*Document extract*
§
LaTex macros hidden here --

$\newcommand{\xhat}{\hat{x}}$
$\newcommand{\xmin}{x_{min}}$
$\newcommand{\xmax}{x_{max}}$
$\newcommand{\cinvkl}{C_{kl}^{-1}}$

### 1. Fisher Matrix Forecast, linear fit

Suppose you have 20 (x,y) data points generated from a linear relation y = $\theta_1 + \theta_2 x$ with x uniformly distributed in the range $5 < x < 20$ and independent Gaussian errors on y with standard deviation $\sigma = 1$. 

#### a. What is the Fisher matrix?

$$ 
F_{ij} = \left< \frac{\partial^2 ln L}{\partial\theta_i \partial\theta_j} \right> ?
$$
Express your answer in terms of $\sigma$ and $x$. 

#### Answer


#### b) What is the inverse of the Fisher matrix? 

Express your answer in terms of the $\sigma$, $x$, and the minimum and maximum value $x_{min}$ and $x_{max}$. _Hint:_ The expectation value is $<x> = (x_{max} + x_{min})/2.$

#### Answer 


#### c) If both the intercept $\theta_1$ and the slope $\theta_2$ are to be estimated by fitting the data, what are the expected errors on $\theta_1$ and $\theta_2$?

Use your results from b) to compute numerical values for $\Delta \theta_1$ and $\Delta \theta_2$.

#### Answer



#### d) If the slope $\theta_2$ is known and you only need to solve for $\theta_1$, what is the expected error?
§
*Supplied entries*
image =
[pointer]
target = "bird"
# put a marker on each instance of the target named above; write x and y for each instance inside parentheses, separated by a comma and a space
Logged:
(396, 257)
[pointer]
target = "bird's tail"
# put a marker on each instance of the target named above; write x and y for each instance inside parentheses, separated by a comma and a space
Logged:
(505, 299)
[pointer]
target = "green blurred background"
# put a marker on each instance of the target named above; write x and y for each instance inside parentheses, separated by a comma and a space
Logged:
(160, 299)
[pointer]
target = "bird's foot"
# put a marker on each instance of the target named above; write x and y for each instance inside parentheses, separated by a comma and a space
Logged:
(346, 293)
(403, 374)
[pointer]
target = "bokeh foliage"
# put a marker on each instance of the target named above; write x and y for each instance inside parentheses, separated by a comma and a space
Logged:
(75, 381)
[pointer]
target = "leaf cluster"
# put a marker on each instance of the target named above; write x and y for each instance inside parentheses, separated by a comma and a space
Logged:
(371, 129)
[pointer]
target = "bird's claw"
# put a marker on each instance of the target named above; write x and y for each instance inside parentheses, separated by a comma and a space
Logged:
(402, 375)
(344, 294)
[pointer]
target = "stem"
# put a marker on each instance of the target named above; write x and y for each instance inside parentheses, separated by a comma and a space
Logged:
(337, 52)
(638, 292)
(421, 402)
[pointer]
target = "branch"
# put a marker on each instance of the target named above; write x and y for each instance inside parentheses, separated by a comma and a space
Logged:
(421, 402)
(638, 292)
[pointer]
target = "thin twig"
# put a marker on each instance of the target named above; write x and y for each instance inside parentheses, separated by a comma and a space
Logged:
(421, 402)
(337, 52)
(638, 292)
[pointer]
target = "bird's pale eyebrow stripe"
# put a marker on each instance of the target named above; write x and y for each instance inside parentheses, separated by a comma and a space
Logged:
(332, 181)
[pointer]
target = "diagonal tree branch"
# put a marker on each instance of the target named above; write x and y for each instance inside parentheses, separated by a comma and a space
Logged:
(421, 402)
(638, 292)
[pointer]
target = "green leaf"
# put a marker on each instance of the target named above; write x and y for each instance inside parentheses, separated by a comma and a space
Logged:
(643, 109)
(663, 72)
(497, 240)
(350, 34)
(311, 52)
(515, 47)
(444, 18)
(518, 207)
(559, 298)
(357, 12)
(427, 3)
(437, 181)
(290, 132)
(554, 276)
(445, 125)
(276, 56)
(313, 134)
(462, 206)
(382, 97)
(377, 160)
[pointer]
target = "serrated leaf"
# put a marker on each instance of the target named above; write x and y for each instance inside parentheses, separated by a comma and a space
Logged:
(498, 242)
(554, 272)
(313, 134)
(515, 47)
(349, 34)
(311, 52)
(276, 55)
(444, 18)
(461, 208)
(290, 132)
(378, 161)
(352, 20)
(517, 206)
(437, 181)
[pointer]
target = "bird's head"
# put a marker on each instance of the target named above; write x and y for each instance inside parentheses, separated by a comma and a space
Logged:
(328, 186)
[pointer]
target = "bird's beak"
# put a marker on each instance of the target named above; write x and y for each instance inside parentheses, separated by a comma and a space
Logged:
§
*Exercise prompt*
Print the part of the Fisher matrix exercise from "#### a. What" up to and including "of $\sigma$ and $x$.", unchanged.

*Completed task*
#### a. What is the Fisher matrix?

$$ 
F_{ij} = \left< \frac{\partial^2 ln L}{\partial\theta_i \partial\theta_j} \right> ?
$$
Express your answer in terms of $\sigma$ and $x$.